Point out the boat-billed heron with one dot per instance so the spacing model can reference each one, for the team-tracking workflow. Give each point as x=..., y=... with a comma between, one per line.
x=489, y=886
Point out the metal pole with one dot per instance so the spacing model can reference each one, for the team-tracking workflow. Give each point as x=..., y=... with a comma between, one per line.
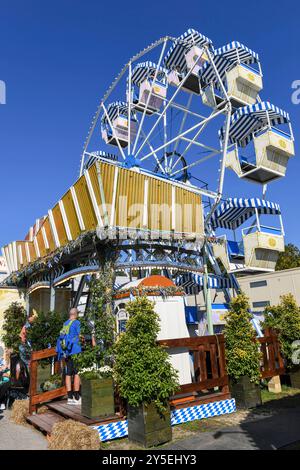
x=207, y=296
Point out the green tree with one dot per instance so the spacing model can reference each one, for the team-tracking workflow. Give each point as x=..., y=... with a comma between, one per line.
x=14, y=319
x=142, y=369
x=45, y=329
x=241, y=347
x=285, y=319
x=98, y=322
x=289, y=258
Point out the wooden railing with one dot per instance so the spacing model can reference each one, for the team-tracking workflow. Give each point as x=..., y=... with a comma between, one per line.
x=210, y=376
x=272, y=361
x=208, y=354
x=36, y=397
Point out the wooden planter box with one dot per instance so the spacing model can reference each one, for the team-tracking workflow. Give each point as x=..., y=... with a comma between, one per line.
x=295, y=378
x=43, y=374
x=147, y=427
x=246, y=393
x=97, y=398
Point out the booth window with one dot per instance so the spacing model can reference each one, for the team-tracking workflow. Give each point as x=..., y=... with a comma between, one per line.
x=258, y=284
x=264, y=303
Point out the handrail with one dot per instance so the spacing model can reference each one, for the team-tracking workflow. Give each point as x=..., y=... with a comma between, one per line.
x=259, y=229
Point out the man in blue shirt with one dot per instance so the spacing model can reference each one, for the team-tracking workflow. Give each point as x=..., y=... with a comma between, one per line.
x=73, y=348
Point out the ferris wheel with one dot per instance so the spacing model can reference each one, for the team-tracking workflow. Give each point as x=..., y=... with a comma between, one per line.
x=155, y=114
x=188, y=111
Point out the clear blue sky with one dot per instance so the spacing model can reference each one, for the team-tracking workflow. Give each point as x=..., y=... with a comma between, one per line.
x=57, y=59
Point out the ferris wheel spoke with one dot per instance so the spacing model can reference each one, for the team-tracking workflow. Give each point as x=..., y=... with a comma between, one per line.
x=183, y=122
x=199, y=124
x=155, y=155
x=197, y=162
x=194, y=141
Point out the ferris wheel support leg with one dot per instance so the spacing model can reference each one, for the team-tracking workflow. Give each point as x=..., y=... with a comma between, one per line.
x=149, y=96
x=167, y=106
x=217, y=270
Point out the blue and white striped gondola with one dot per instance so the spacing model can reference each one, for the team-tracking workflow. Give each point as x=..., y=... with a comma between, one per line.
x=114, y=124
x=186, y=57
x=193, y=283
x=240, y=72
x=150, y=80
x=258, y=251
x=235, y=211
x=272, y=146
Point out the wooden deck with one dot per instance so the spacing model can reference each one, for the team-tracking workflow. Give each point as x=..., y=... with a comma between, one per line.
x=60, y=411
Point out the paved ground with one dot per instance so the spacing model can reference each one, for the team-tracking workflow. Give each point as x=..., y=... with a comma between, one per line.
x=270, y=433
x=15, y=437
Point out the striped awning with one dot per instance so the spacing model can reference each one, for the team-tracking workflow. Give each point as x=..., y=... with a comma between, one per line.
x=175, y=58
x=249, y=119
x=99, y=154
x=192, y=283
x=225, y=58
x=235, y=211
x=116, y=109
x=148, y=70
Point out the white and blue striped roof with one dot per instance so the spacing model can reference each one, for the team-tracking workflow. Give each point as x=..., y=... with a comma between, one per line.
x=249, y=119
x=235, y=211
x=192, y=283
x=175, y=57
x=225, y=58
x=147, y=69
x=116, y=109
x=98, y=155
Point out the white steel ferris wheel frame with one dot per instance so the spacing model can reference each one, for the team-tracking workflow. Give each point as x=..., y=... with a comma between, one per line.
x=224, y=108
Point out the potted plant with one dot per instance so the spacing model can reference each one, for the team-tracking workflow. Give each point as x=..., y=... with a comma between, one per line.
x=145, y=376
x=52, y=383
x=242, y=354
x=97, y=392
x=43, y=334
x=94, y=362
x=285, y=320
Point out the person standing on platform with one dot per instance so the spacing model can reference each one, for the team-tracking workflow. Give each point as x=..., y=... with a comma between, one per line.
x=67, y=345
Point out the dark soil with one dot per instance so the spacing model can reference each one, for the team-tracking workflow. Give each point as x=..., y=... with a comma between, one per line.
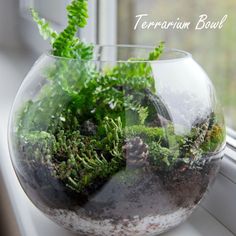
******************************
WHAT YOU NEED TO DO:
Transcribe all of the rows above verbatim, and leave the pictures out of your copy.

EXERCISE ANSWER:
Point out the boat-billed heron with one dot per instance so the spacing model can reference each one, for the team-tracking workflow. Give each point as x=..., y=... with a comma between, one per line.
x=489, y=886
Point out the metal pole with one dot per instance so the spacing model can reference each one, for the team-tracking workflow. Give each point as x=..., y=... with a comma between, one per line.
x=207, y=296
Point out the green tree with one dot per instance so the spacing model can reference each one, for the team-tracking workflow. Give each point as x=..., y=... with a comma between, one per line.
x=14, y=319
x=142, y=369
x=45, y=329
x=241, y=347
x=285, y=319
x=98, y=322
x=289, y=258
Point out the wooden railing with one dot per instance so the spacing model can reference each one, for the team-tracking workflow. Give each point as x=..., y=... with a comma between, one per line.
x=210, y=376
x=272, y=361
x=208, y=354
x=36, y=397
Point out the wooden planter box with one dot per instance so the spacing model can reference each one, for the team-tracking workflow. Give each point as x=..., y=... with a comma between, one per line.
x=295, y=378
x=43, y=374
x=147, y=427
x=246, y=393
x=97, y=398
Point out the booth window with one dot per instance so the spacing model can reference each one, for the team-tracking workflow. Give each point as x=..., y=... with a comma between, one per line.
x=258, y=284
x=264, y=303
Point out the handrail with one dot per instance so the spacing model can reference each one, for the team-tracking workflow. Give each point as x=..., y=... with a comma between, one per line.
x=259, y=229
Point out the man in blue shirt with one dot per instance so the spacing model can reference each one, for the team-tracking workflow. Give each point as x=..., y=... with a comma between, one per line.
x=73, y=348
Point out the ferris wheel with one dot per instance so the spacing model can reference each one, for the team-tracking workflow. Give each point as x=..., y=... with a comma between, one per line.
x=155, y=114
x=188, y=111
Point out the clear blue sky with one dot per instance so the spacing model can reference each one, for the team-tracking workflow. Give each point as x=..., y=... with a comma between, one per line.
x=57, y=59
Point out the ferris wheel spoke with one dot per instance so the spacing model can reference each one, for the team-tracking workflow. Give each point as x=..., y=... with a comma between, one per line.
x=183, y=122
x=199, y=124
x=155, y=155
x=197, y=162
x=194, y=141
Point out the ferris wheel support leg with one dot per instance so the spacing model can reference each one, for the team-tracking workflow. Give each point as x=..., y=... with a comma between, one per line.
x=149, y=96
x=167, y=106
x=217, y=270
Point out the blue and white striped gondola with one dot per instance so the spacing model can reference each one, for the team-tracking workflow. Give each point as x=..., y=... with a comma between, one per line.
x=114, y=124
x=186, y=57
x=193, y=283
x=240, y=72
x=150, y=80
x=258, y=251
x=235, y=211
x=272, y=146
Point out the wooden deck with one dot per instance so the spacing model can reference each one, for the team-tracking workflow. Give each point as x=..., y=... with a comma between, one per line.
x=60, y=411
Point out the paved ground with one dot per instance so the spacing model can reference each one, for the team-tracking workflow. Give each point as x=..., y=... with a comma between, one per line.
x=270, y=433
x=15, y=437
Point out the striped awning with one dot per instance so the spacing model can reference each one, for the team-tracking workflow. Give each point as x=..., y=... with a comma between, one per line.
x=175, y=58
x=249, y=119
x=99, y=154
x=192, y=283
x=225, y=58
x=235, y=211
x=116, y=109
x=148, y=70
Point out the white and blue striped roof with one dot per instance so the spacing model can reference each one, for the team-tracking workflow. Give each point as x=..., y=... with a comma between, one per line.
x=249, y=119
x=235, y=211
x=192, y=283
x=175, y=57
x=225, y=58
x=147, y=69
x=116, y=109
x=98, y=155
Point out the white steel ferris wheel frame with one dot per instance so the spacing model can reference each one, for the team-tracking workflow. Give each point as x=..., y=... with a comma between, one per line.
x=224, y=108
Point out the potted plant with one dot per instance so the spacing model can reference each one, for the team-tracking workflow. Give each point as x=..., y=... with a comma between, one per line.
x=145, y=376
x=52, y=383
x=242, y=354
x=97, y=392
x=43, y=334
x=94, y=362
x=285, y=320
Point out the person standing on platform with one dot per instance so the spacing model can reference each one, for the team-tracking workflow. Give each point as x=..., y=... with a comma between, one per line.
x=67, y=345
Point out the dark soil with one dot per instance so the spacing model can reference each one, for the team-tracking workflow. Give each point as x=..., y=... with a comma between, one per line.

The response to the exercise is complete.